**DIRECTIONS**
1) In the interview with Nelson George, why did George want Chris Rock in the documentary? Answer in one to three sentences.
2) According to the interview with Nelson George, which team did the Knicks play at Madison Square Garden on the night of the announcement?
3) Continue the interview with Nelson George from its last sentence.

**DOCUMENT**
On Nov. 7, 1991, basketball superstar Earvin “Magic” Johnson stunned the world by announcing that he was HIV positive.
Now, more than 20 years later, acclaimed filmmaker Nelson George gets to the core of Johnson’s incredible emotional journey in the new ESPN Films documentary, The Announcement, airing Sunday, March 11, at 9 p.m. ET on ESPN/ESPNHD.
Front Row got a chance to ask George some questions about the documentary that centers on Johnson, now an ESPN NBA analyst.
FR: Magic’s announcement in 1991 was one of those moments that seems to live in everyone’s memory. Do you remember where you were when Magic made the announcement at the Forum?
NG: The day of Magic’s press conference, I was at the offices of the alternative weekly, The Village Voice, where I was a columnist. It was held in the afternoon New York time so I was one of many assigned to write a piece on the impact. I was a Knicks’ season ticket holder, so that night I went to Madison Square Garden to see the Knicks play the Orlando Magic. Until I started working on this doc, I had no idea who won the game (turns out NY blew them out.) What I do remember is coach Pat Riley speaking to the fans before the game and leading both teams in prayer.
FR: So many people who were close to Magic are interviewed for The Announcement. What was it like interviewing those involved such as [Johnson's wife] Cookie Johnson and Chris Rock?
NG: For most of the folks we interviewed, it was a very emotional journey, a trip down a very trying memory lane. Chris Rock is a good friend and one of the smartest people I know. He was also at the Garden at the Knicks game the night of the announcement so I wanted him in it. Cookie Johnson was probably the most interesting interview because she has done few on-camera interviews about that time and she was very honest and poised.

**DATA RECORDS**
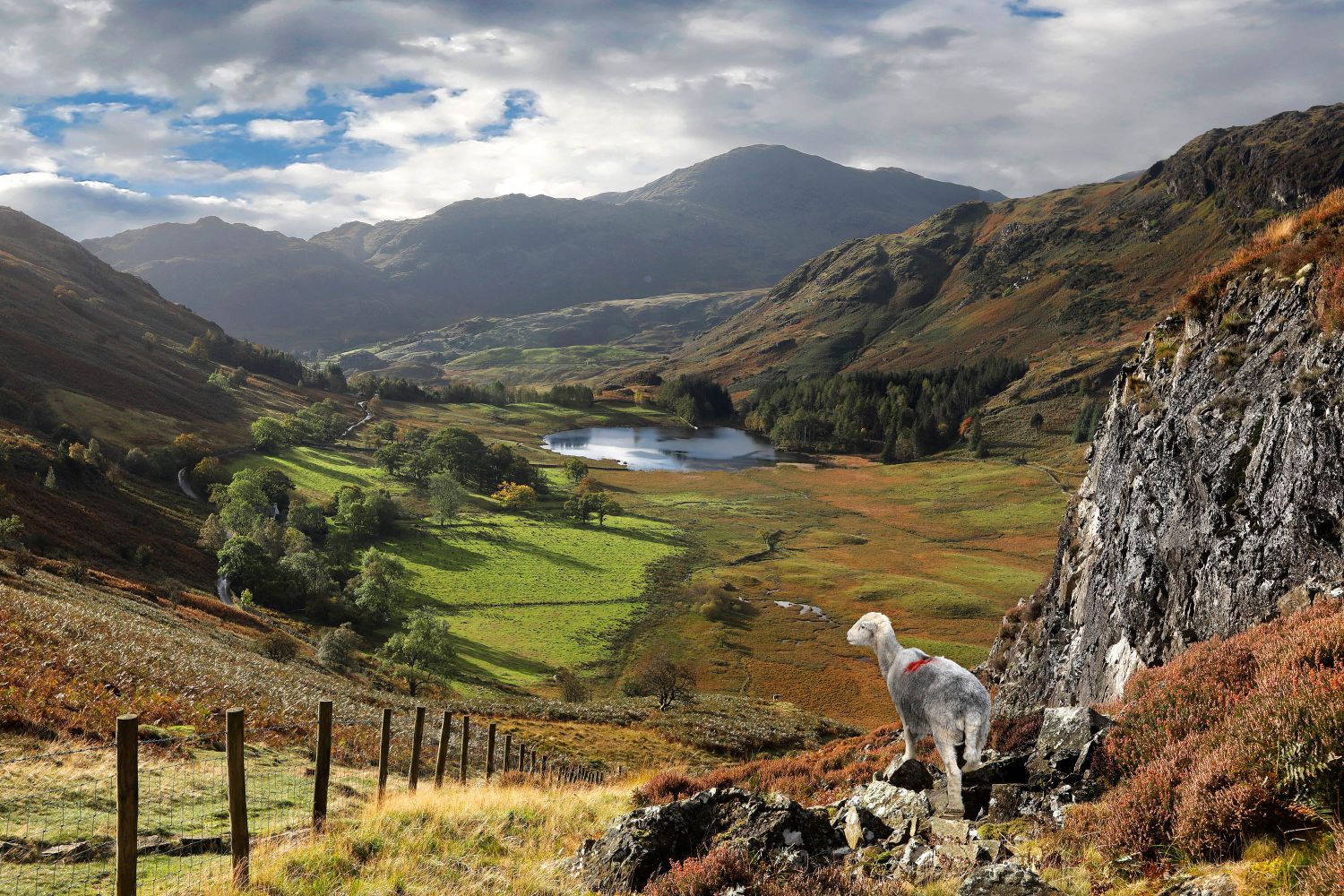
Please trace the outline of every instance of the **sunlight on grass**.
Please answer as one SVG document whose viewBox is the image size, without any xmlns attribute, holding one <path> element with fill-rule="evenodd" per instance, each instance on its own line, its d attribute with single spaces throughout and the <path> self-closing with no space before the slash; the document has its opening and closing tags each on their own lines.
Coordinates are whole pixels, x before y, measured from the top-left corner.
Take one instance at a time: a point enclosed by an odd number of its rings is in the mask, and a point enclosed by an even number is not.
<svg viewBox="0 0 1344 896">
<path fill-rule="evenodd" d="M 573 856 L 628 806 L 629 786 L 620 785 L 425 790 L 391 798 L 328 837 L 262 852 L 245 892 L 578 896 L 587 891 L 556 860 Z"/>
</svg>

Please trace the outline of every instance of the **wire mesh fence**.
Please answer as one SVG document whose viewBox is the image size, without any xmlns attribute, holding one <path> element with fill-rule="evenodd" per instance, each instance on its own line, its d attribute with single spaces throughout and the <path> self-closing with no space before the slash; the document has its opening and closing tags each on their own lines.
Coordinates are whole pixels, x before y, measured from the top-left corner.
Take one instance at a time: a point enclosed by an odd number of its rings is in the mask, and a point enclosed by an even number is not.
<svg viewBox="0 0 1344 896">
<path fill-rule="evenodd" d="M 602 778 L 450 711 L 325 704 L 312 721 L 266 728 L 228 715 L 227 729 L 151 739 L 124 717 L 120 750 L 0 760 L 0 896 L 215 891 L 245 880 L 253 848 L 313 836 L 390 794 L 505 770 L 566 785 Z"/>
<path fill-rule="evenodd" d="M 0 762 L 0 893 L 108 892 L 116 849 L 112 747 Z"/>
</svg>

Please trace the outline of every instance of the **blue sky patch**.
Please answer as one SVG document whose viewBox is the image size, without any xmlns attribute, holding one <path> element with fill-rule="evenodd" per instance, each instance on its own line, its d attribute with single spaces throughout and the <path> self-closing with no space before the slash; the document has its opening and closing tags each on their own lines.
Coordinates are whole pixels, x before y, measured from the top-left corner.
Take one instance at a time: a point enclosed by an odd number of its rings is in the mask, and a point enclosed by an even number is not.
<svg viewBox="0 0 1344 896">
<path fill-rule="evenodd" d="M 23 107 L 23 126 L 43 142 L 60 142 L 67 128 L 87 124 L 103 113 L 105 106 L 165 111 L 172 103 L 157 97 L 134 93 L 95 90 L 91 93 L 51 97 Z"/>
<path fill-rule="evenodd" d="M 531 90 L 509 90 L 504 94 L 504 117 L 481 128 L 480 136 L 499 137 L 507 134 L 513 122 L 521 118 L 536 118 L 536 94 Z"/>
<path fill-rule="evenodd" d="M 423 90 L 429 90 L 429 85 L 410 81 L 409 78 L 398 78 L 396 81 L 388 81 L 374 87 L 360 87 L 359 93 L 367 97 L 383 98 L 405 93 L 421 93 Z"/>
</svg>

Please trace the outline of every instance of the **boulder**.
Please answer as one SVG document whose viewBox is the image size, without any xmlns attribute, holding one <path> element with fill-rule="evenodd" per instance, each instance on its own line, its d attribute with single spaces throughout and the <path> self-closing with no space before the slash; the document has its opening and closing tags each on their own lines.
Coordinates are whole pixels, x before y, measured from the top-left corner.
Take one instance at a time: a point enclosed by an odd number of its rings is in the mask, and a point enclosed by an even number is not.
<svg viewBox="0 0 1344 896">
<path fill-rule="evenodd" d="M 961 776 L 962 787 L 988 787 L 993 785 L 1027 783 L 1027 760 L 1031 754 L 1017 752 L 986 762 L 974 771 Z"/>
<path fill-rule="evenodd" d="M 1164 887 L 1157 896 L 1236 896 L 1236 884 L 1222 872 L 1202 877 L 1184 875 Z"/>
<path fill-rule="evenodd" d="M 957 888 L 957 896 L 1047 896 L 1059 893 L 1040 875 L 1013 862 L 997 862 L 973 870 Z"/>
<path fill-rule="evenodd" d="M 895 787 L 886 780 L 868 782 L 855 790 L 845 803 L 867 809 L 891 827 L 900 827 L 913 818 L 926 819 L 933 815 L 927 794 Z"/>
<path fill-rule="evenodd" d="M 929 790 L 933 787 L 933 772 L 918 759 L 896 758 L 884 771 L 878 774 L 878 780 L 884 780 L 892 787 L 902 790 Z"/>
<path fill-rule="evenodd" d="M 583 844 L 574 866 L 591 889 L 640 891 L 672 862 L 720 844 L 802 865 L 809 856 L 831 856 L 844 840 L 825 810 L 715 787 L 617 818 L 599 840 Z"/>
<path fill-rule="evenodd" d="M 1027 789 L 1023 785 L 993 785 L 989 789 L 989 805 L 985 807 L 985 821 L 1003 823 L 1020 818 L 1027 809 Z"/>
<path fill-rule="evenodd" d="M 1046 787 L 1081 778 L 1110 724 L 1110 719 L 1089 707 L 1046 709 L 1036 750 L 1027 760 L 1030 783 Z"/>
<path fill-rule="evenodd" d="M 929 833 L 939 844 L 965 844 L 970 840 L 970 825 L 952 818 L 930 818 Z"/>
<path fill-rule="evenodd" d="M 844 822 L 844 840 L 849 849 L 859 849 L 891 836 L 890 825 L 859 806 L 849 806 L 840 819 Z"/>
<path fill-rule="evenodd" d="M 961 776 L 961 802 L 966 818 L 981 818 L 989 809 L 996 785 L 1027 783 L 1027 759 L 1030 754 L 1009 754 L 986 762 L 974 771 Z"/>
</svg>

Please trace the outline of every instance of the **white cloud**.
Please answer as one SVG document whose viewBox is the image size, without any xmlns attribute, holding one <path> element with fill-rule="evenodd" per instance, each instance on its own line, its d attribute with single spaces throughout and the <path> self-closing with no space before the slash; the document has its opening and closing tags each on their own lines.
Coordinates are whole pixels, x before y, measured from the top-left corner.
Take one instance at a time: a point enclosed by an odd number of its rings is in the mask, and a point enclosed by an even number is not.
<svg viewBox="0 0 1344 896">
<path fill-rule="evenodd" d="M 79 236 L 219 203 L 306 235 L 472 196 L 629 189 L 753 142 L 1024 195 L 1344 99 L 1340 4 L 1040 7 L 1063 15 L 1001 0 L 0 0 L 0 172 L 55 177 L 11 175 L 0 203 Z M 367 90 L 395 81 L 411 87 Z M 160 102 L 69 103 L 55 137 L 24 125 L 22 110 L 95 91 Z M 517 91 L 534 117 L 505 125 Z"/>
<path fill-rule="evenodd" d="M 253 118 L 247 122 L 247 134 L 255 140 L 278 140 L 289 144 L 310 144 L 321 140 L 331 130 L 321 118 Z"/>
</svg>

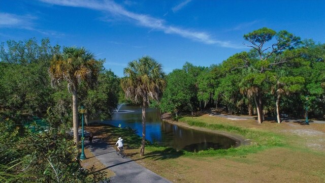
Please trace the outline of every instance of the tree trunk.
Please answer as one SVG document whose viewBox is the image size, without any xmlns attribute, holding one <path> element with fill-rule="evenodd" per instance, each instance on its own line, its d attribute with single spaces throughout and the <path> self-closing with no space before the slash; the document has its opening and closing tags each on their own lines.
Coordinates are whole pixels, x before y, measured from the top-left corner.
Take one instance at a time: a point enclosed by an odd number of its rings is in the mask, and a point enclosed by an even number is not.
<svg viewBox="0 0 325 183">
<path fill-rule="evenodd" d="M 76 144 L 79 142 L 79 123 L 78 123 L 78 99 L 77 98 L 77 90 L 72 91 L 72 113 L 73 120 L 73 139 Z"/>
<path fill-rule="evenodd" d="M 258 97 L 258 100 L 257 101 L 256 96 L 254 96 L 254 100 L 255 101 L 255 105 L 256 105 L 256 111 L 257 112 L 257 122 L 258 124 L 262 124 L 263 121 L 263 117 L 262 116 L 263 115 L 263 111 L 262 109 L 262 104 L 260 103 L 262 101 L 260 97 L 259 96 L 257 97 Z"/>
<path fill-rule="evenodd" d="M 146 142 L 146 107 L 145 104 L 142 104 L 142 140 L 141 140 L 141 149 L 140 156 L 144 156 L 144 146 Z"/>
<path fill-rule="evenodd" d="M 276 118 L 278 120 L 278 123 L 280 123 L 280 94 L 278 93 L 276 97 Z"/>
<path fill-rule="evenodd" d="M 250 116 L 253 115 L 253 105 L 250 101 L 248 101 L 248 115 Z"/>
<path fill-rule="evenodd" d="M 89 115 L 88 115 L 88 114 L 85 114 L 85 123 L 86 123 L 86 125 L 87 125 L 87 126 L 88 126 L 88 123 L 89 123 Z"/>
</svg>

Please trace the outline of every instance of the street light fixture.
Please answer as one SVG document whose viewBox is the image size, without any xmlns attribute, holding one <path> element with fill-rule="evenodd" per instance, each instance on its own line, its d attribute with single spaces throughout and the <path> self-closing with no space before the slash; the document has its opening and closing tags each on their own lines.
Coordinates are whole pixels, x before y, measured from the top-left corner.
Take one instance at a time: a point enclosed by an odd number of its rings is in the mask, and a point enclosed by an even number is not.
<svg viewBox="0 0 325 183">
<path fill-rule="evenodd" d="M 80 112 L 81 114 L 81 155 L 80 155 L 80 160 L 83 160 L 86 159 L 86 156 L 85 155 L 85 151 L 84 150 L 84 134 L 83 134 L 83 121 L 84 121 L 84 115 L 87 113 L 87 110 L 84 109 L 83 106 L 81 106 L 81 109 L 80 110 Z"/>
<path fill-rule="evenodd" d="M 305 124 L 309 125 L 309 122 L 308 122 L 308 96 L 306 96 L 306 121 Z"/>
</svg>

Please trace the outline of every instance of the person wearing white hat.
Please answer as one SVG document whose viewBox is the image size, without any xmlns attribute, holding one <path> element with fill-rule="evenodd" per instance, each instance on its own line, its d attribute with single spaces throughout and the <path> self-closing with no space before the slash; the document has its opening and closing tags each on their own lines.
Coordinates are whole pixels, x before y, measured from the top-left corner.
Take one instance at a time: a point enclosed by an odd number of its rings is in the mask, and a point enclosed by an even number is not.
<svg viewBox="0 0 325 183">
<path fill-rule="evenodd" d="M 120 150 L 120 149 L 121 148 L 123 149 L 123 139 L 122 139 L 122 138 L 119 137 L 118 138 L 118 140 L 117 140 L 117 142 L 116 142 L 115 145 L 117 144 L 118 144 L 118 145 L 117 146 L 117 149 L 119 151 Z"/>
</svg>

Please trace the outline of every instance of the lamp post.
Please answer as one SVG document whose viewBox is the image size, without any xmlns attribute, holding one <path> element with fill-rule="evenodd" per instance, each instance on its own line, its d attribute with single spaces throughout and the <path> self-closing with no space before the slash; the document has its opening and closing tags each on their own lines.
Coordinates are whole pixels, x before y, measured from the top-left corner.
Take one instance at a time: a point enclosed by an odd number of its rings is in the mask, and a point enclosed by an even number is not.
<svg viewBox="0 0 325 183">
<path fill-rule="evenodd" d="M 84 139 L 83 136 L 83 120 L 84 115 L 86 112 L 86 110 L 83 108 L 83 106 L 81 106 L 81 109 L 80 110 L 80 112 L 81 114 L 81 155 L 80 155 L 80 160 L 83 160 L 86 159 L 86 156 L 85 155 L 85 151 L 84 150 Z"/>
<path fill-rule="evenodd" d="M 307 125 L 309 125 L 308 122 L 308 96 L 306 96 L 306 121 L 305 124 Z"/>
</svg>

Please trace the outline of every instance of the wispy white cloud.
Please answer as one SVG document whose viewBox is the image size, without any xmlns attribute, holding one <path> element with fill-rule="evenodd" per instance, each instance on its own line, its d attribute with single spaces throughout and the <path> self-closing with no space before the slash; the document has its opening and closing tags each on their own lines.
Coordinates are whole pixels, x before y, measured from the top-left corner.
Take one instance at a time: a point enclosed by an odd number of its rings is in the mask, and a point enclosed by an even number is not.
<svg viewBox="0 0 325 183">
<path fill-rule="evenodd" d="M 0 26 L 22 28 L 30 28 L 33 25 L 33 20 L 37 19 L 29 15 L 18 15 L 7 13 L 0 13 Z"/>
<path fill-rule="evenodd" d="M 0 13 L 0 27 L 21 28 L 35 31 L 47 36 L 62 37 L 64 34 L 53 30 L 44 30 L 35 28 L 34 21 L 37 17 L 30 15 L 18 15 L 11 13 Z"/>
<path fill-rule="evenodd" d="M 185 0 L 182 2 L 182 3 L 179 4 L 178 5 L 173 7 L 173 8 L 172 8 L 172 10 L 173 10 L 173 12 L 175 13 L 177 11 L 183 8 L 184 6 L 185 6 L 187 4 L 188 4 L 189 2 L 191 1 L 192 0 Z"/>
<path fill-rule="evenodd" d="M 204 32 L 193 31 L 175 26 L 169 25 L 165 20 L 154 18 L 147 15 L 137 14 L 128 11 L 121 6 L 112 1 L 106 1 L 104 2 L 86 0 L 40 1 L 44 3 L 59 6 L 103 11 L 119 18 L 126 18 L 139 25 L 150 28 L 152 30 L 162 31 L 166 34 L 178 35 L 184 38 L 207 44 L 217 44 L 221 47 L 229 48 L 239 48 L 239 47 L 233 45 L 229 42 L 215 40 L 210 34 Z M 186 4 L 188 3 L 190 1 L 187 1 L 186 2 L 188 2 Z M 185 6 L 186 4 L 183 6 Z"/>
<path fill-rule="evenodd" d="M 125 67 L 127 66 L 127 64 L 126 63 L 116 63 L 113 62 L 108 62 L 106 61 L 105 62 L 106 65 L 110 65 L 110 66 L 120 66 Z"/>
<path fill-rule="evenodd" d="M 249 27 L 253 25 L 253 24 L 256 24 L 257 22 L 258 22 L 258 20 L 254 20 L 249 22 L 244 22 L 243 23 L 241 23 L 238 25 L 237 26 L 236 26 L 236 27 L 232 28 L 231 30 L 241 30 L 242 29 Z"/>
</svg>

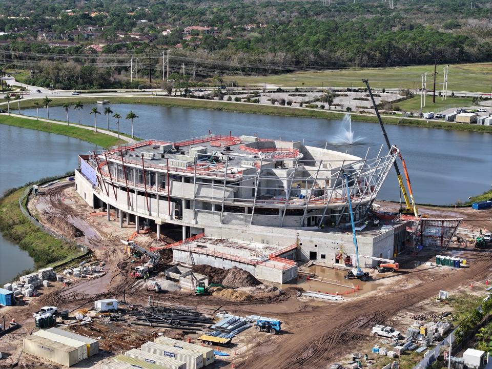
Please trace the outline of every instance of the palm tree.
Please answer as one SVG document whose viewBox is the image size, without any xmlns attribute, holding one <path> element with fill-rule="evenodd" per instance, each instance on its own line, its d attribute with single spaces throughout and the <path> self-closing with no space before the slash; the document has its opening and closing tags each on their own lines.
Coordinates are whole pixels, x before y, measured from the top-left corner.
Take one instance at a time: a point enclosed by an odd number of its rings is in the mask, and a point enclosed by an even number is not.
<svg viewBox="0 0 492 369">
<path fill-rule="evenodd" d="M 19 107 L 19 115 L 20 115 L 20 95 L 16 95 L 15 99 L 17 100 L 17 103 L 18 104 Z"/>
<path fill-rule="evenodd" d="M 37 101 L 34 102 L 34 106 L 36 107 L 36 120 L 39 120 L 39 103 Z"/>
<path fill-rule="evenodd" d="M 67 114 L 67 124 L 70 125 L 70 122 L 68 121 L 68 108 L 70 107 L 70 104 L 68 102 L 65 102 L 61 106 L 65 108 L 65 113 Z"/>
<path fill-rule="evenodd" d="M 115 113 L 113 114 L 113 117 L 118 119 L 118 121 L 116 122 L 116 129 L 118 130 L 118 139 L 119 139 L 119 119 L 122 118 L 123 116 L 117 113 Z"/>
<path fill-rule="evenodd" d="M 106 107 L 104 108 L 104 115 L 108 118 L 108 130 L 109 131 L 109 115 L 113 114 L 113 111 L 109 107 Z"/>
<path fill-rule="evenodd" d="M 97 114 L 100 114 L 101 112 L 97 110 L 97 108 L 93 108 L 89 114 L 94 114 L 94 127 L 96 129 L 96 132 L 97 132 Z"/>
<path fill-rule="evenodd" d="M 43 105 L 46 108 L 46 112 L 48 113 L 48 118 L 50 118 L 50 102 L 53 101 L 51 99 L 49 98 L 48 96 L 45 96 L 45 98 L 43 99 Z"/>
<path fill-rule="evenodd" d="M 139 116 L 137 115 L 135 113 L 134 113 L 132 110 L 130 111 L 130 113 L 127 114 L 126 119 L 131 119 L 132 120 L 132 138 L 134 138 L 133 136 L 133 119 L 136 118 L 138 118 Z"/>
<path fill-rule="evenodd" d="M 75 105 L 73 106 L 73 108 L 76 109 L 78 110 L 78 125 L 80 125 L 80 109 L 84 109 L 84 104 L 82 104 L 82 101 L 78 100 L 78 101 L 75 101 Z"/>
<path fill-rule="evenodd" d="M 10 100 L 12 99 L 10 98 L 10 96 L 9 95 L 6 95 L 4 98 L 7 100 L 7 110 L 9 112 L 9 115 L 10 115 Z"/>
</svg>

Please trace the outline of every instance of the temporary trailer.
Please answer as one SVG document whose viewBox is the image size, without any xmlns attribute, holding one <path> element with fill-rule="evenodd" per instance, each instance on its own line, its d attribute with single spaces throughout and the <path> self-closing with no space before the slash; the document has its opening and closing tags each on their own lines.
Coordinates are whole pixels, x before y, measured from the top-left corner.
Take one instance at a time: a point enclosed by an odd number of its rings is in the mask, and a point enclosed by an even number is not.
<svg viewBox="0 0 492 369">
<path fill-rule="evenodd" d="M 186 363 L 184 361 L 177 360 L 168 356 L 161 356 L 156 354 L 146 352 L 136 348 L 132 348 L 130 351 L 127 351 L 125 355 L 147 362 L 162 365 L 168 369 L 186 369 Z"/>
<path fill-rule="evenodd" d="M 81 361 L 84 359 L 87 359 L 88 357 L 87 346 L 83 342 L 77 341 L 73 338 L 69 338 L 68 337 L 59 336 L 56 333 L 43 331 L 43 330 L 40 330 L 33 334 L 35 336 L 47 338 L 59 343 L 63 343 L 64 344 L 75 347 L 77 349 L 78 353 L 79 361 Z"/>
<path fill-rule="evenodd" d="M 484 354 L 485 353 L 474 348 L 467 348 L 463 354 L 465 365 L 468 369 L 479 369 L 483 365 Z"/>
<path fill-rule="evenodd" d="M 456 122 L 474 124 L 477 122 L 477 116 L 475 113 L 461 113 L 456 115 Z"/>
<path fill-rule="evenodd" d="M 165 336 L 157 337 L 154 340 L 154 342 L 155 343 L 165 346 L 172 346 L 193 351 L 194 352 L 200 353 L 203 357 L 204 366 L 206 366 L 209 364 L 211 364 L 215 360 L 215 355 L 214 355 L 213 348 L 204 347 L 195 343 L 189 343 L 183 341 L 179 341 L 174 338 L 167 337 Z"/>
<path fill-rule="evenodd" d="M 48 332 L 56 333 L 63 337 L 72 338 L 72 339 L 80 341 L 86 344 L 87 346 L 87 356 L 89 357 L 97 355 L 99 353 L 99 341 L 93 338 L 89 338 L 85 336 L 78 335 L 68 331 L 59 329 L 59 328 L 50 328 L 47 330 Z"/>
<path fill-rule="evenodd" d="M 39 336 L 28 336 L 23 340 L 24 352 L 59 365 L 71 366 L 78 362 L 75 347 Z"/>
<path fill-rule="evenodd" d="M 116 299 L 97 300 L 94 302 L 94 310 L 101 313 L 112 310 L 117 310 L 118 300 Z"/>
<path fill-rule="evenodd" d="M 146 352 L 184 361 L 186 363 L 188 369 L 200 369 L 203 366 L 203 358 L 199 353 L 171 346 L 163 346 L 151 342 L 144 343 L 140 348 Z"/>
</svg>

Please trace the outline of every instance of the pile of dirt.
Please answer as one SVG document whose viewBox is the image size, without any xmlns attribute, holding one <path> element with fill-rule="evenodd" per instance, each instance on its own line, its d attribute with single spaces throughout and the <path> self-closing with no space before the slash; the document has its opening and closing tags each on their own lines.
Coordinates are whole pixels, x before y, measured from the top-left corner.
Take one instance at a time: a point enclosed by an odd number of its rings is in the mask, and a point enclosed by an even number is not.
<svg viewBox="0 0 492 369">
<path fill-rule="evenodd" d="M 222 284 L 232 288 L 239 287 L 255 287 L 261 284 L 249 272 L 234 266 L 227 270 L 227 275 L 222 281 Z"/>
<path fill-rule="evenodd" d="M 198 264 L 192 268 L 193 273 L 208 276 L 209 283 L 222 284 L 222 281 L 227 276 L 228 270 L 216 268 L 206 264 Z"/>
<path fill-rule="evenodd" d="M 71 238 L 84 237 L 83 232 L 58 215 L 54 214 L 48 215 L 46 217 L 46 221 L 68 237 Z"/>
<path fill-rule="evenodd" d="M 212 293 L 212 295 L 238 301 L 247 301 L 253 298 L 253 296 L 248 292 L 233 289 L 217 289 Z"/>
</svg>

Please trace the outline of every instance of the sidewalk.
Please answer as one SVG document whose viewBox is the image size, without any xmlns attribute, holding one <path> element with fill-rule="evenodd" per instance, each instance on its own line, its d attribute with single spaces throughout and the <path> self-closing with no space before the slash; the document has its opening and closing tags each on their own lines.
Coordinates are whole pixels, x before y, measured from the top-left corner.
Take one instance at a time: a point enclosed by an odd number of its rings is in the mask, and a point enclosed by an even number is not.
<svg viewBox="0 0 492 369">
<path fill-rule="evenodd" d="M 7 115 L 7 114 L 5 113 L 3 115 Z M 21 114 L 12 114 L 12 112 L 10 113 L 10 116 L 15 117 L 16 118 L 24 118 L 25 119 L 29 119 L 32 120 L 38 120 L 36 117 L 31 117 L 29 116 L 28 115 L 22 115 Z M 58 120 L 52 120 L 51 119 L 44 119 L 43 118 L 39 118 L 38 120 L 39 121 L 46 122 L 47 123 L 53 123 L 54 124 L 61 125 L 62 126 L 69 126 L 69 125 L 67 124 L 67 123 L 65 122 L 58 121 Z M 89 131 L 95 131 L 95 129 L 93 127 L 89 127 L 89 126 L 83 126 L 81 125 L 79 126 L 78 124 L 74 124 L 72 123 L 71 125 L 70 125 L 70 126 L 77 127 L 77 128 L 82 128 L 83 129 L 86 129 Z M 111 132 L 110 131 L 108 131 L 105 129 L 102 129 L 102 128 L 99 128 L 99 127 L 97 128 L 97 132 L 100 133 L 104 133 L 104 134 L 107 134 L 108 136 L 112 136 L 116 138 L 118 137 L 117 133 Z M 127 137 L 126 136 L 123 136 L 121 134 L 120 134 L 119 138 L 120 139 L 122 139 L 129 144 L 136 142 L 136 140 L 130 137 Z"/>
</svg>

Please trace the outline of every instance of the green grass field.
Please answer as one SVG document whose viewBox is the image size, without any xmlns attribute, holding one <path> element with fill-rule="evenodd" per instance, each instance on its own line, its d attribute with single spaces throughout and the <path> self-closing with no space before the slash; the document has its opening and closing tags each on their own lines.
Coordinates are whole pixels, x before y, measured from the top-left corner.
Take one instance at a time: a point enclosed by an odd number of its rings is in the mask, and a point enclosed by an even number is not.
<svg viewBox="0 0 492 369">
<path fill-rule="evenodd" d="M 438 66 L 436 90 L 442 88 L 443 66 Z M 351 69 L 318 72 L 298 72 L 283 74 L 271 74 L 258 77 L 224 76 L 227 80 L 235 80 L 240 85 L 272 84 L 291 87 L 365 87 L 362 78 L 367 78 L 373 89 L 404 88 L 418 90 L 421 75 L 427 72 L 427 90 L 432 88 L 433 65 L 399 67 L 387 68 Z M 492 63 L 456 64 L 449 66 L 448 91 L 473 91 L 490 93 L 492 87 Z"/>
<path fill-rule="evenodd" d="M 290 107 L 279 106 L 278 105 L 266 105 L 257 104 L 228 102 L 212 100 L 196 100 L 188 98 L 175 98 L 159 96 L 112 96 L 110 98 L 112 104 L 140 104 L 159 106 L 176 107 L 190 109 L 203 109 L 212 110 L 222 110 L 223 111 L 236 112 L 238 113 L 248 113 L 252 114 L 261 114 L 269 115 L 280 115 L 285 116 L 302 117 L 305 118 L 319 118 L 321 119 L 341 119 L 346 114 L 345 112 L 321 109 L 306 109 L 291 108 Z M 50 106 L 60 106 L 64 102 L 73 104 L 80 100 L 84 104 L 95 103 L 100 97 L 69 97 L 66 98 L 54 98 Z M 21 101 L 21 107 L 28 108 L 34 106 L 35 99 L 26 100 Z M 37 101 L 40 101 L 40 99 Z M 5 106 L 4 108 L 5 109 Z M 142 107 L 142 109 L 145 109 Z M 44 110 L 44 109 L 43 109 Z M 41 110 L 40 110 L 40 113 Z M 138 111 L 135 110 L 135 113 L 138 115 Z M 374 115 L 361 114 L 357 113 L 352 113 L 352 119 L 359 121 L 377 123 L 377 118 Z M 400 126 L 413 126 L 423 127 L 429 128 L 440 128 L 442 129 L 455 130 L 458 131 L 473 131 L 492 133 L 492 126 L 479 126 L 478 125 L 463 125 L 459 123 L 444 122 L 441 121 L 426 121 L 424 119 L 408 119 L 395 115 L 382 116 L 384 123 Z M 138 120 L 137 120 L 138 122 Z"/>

**ANSWERS PER TASK**
1) George wanted Chris Rock in the documentary because Rock was also at Madison Square Garden for the Knicks game on the night of Magic Johnson's announcement. George also calls Rock a good friend and one of the smartest people he knows.

2) The Orlando Magic.

3)
FR: The Announcement isn’t your first time dealing with HIV/AIDS as a subject matter for a film. You also wrote and directed the critically-acclaimed film Life Support. How has HIV affected your own personal life and why was that film so important to you?
NG: My sister Andrea Williams found out she was HIV positive in 1993, two years after Magic, which was a profound moment for our family. But, like Magic, Andrea had a strong will and was fortunate to be around when the AIDS cocktails were developed which gave a new lease on life to Magic, Andrea [who appears in The Announcement] and millions of others. In 2007, I directed Life Support, a film for HBO based on my sister’s life that starred Queen Latifah. So my personal and creative life are now profoundly tied to HIV. I’m proud to have worked on two high profile projects that have given a human face to this struggle.
FR: What do you hope that viewers take away from The Announcement?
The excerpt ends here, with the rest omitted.